═════ Excerpted passage ═════

Summary table: Texas water use, side by side

Category	2025 use (B gal)	49B claim as %	Modeled 28B as %
Total Texas water use	4,888	1.0%	0.6%
Agricultural irrigation	2,411	2.0%	1.2%
Municipal (residential + commercial + institutional)	1,694	2.9%	1.7%
Total residential (indoor + outdoor)	1,065	4.6%	2.6%
Statewide landscape irrigation (lawns + golf + commercial)	619	7.9%	4.5%
Manufacturing	391	12.5%	7.2%
Residential outdoor only (lawns/pools/gardens)	330	14.8%	8.5%
Steam-electric power generation	195	25.1%	14.8%
Municipal water lost to pipe leaks (est.)	150	32.7%	18.7%
Mining (oil & gas, fracking)	98	50.0%	28.6%
Livestock	98	50.0%	28.6%

Look at the pattern. Even using the inflated, walked-back 49B number, data centers in Texas are a smaller water consumer than agriculture, municipal, residential, manufacturing, lawns, leaky pipes, and a host of other categories. Using the verified 28B figure, the proportion drops further. And the proportion is about to drop a lot more — because the cooling architecture is changing.

The Cooling Architectures That End the Water Question

Most of what has been written about data center water use describes a category of facility that is already obsolete. The numbers cited — 1.8 liters per kWh, hyperscale facilities at 528,000 gallons per day, evaporative cooling towers losing 70 to 80% of withdrawn water to the atmosphere — describe data centers built on architectures the industry is actively walking away from. The replacement is not theoretical. It is being installed right now, in 2026, in major facilities across Texas and the country.

How traditional cooling works

A conventional data center generates heat from chips. The heat is removed by chilled air blowing across server racks. The chilled air is produced by chillers, which produce chilled water. The chilled water absorbs heat, then dumps it into the atmosphere via cooling towers. Cooling towers use evaporation as their primary heat-rejection mechanism — water sprays through the tower, partial evaporation cools the rest, and the cooled water cycles back. Every gallon evaporated has to be replaced with “make-up water” from the municipal supply. This is the architecture that produces the scary numbers. It is also the architecture that data center operators are abandoning as fast as they can build the replacement.

Direct-to-chip liquid cooling

The new architecture removes heat at the source — the chip itself. Microchannel cold plates sit directly on top of CPU and GPU packages, with coolant flowing through them. The coolant absorbs heat from the chip, carries it out of the building, dumps it via dry coolers (no evaporation) or radiative panels, and returns. The fluid loop is sealed.

Two key features. Closed-loop: the coolant in the loop is the same coolant, day after day, year after year. Initial fill, occasional minor top-ups for leaks. A facility using direct-to-chip cooling might use a few thousand gallons over its operational lifetime, not millions per day. Non-evaporative: heat rejection happens through air-cooled radiators or specialized dry coolers. No water leaves the system as vapor. The metaphor is exact — the difference between traditional evaporative cooling and direct-to-chip cooling is the difference between flooding a field and drip irrigation. Same crop, fraction of the water.

═════

Your task: Continue the article on Texas data center water use and cooling, picking up after its last sentence.

═════ Record set ═════

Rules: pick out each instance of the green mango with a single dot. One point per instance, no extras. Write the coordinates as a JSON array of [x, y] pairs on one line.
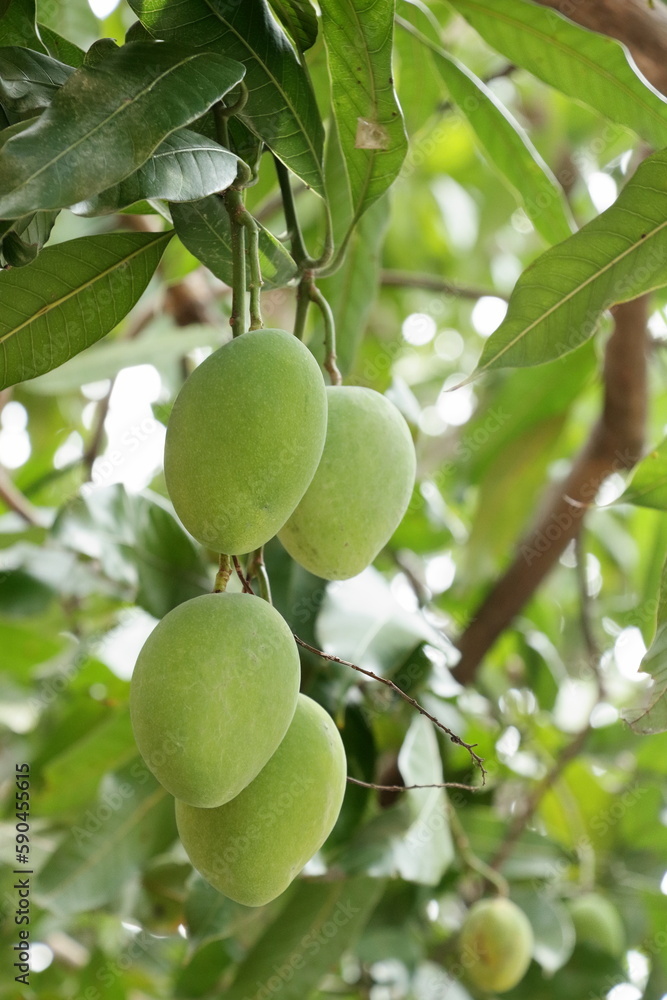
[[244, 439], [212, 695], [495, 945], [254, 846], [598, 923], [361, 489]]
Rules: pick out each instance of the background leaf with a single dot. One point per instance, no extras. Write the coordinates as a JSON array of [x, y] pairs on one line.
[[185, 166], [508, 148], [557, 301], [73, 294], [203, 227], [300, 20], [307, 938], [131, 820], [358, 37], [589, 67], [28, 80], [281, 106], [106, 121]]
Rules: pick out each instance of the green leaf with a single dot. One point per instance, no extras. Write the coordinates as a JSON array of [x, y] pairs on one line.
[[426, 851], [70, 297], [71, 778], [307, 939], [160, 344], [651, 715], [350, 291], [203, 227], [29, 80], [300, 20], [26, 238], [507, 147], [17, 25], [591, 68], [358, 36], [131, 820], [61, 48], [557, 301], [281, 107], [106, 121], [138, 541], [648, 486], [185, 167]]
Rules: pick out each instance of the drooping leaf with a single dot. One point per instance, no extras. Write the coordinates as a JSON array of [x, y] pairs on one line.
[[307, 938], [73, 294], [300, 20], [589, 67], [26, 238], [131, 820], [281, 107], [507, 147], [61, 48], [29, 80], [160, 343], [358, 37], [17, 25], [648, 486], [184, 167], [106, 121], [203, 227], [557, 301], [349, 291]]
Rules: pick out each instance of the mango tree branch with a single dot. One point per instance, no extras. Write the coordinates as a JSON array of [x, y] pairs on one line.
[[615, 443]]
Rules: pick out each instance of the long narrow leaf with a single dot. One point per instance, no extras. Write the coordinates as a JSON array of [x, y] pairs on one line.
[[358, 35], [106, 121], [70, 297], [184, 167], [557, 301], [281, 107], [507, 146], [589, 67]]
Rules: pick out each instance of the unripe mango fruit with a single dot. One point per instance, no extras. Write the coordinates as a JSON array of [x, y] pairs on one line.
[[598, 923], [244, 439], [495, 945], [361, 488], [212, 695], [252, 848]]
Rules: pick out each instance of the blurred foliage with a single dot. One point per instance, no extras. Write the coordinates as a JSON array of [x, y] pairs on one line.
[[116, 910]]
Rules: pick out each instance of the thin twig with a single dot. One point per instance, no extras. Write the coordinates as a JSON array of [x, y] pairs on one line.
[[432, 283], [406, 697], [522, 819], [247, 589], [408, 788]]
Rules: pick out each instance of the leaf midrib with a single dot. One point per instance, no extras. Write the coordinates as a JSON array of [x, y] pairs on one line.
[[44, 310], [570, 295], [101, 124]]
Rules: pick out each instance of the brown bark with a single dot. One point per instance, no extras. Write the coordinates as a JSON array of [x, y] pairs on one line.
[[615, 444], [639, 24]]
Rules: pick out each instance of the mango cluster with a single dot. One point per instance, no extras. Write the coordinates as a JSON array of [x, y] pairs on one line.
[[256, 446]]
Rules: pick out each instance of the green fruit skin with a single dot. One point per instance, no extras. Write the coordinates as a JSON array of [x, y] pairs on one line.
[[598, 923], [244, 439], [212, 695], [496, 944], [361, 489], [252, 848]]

═════

Task output:
Single-phase liquid immersion — and the marketing-vs-deployment gap

The next step beyond direct-to-chip is immersion cooling, where servers are submerged in a tank of dielectric fluid — a non-conductive coolant that will not short-circuit electronics. There are two variants. Single-phase immersion keeps the fluid liquid throughout, pumping it through external heat exchangers; mineral or synthetic oils run roughly $50–$100 per gallon. Two-phase immersion uses an engineered fluorocarbon fluid that boils at the chip surface, with vapor rising to a condenser, condensing, and falling back as liquid. ZutaCore (HyperCool), Submer, GRC, LiquidStack, and Asperitas are the names you will see.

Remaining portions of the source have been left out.